## WORK REQUEST
Would you mind restating all of the records word for word, skipping the pictures?

Referring expression data
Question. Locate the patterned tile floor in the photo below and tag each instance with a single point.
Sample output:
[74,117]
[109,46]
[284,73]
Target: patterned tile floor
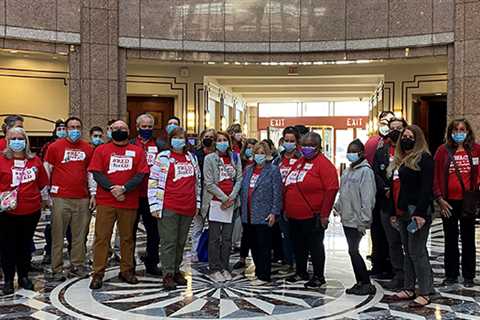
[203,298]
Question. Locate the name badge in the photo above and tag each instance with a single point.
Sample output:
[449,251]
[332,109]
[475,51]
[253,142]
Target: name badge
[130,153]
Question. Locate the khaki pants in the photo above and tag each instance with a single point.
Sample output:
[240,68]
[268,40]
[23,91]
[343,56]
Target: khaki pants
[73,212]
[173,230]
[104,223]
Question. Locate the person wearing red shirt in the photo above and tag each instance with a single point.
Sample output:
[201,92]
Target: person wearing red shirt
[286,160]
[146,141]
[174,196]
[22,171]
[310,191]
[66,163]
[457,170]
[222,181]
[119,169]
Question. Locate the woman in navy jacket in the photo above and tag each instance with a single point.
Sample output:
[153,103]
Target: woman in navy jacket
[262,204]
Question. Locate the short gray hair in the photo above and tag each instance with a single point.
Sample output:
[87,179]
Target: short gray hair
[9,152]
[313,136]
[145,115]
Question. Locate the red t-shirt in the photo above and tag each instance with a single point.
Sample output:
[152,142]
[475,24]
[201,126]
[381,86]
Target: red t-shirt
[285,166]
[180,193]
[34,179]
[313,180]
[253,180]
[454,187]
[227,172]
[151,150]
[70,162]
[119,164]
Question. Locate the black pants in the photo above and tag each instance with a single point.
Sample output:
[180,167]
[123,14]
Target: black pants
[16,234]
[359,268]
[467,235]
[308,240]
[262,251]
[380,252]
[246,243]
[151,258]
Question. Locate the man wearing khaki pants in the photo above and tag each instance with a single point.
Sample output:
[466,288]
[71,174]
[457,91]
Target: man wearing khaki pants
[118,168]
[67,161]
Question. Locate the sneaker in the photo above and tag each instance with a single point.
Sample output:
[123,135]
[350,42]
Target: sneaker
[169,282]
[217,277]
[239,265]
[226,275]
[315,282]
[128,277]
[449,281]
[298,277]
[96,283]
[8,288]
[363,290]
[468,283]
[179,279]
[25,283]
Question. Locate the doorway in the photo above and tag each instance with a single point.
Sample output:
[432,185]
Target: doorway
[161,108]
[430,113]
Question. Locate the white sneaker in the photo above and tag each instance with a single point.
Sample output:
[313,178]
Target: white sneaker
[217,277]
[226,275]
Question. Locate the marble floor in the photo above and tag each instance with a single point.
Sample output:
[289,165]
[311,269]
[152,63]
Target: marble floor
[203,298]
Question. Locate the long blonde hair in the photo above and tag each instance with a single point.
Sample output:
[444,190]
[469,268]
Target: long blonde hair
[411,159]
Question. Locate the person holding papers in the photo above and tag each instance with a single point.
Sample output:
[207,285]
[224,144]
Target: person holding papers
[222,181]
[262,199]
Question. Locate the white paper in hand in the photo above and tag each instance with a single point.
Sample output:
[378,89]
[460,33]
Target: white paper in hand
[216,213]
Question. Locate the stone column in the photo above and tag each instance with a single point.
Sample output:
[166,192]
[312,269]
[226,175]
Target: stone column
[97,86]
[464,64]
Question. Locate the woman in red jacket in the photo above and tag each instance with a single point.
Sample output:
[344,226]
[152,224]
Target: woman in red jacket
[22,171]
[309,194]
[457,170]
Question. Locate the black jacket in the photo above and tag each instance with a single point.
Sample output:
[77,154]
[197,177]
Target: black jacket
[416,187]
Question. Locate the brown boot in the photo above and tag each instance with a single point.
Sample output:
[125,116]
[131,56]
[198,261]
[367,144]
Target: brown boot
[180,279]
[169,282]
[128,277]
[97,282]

## ANSWER BOX
Question. Locate the patterned tile floor in the photo below and tag each instance with a single point.
Sample output:
[74,117]
[109,46]
[284,73]
Target: patterned tile floor
[203,298]
Question. Locate the name badge in the photo above and tag each instance with a single point.
Sample output:
[449,251]
[332,109]
[475,51]
[253,142]
Target: name badge
[130,153]
Question. Locate the khaki pants in the photo above and tag each instance with a single point.
Sample output:
[240,68]
[268,40]
[23,91]
[343,56]
Target: khaki pants
[73,212]
[173,230]
[104,223]
Question. Locate the person wearing red shirt in the photo above and tag each instance with a single point.
Sample output:
[201,92]
Target: person wearing red shirt
[286,160]
[146,141]
[174,196]
[22,171]
[310,191]
[66,163]
[457,170]
[222,181]
[119,169]
Question. Locate the woman in navy jacket in the photo above and tag each instance with a single point.
Sample output:
[153,103]
Target: woman in navy jacket
[262,204]
Question. Locate the short gray hair in the photo above and tag each instance with a single point.
Sample output:
[87,179]
Target: short gray hair
[9,152]
[313,136]
[145,115]
Question. Locate the red t-shirt in the photo above and tag each instance with a single point.
Sample output:
[152,142]
[475,24]
[201,126]
[381,86]
Target: red t-shirt
[285,166]
[180,193]
[34,179]
[313,180]
[253,180]
[454,187]
[227,172]
[151,150]
[70,162]
[119,164]
Question. Locate the black pants in the photo above and tag each instance with a single point.
Sample output:
[180,167]
[123,14]
Target: black pants
[16,234]
[359,268]
[467,235]
[308,240]
[262,251]
[380,252]
[246,243]
[151,258]
Question. Locate the man wearing khaki pants in the photo above and tag each instance with a single point.
Sample output:
[466,288]
[71,174]
[457,91]
Target: man wearing khaki pants
[118,168]
[67,161]
Question. Locate the sneaker in the photo above and tag each instance with a single point.
Sample output:
[123,135]
[350,42]
Target: sneaker
[169,282]
[217,277]
[239,265]
[226,275]
[315,282]
[128,277]
[449,281]
[298,277]
[96,283]
[8,288]
[363,290]
[468,283]
[179,279]
[25,283]
Question. Locate the doorway in the photo above and tag each instance with a single point.
Sample output:
[432,185]
Target: doorway
[161,108]
[430,113]
Question. Locate the white sneaker in the photo above and tag each instance with a single point.
Sample output:
[313,178]
Target: white sneaker
[217,277]
[226,275]
Question. Locate the marble floor in the photo above and tag each instance with a single point.
Sample output:
[289,165]
[311,269]
[152,63]
Target: marble floor
[203,298]
Question. Locate the long blonde hair in the photo above and tag each instance with a single point.
Sample output:
[444,190]
[469,268]
Target: long blonde hair
[411,159]
Question. Locate the person holding papers in the photo above and tag each instance with a single point.
Sample output:
[207,285]
[224,144]
Target: person holding papers
[222,181]
[262,199]
Question. Locate the white paper in hand in the photo above and tag each instance with a single point.
Sample output:
[378,89]
[460,33]
Target: white paper in hand
[216,213]
Question. Locate the stone column in the photo above and tag each instance with a single point.
Sample output:
[166,192]
[312,269]
[226,175]
Target: stone column
[97,86]
[464,64]
Question. Locate the woman in red jacket in the photo above and tag each instance with a single point.
Sample output:
[344,226]
[152,224]
Target: woman in red jacket
[22,171]
[309,194]
[457,170]
Question. Locate the black jacket in the photo above and tag each instance with a single point.
Sample output:
[77,154]
[197,177]
Target: black jacket
[416,187]
Question. Locate the brown boot in the photo above and tag each instance with a single point.
Sample output:
[125,116]
[131,56]
[198,261]
[367,144]
Target: brown boot
[180,279]
[169,282]
[128,277]
[97,282]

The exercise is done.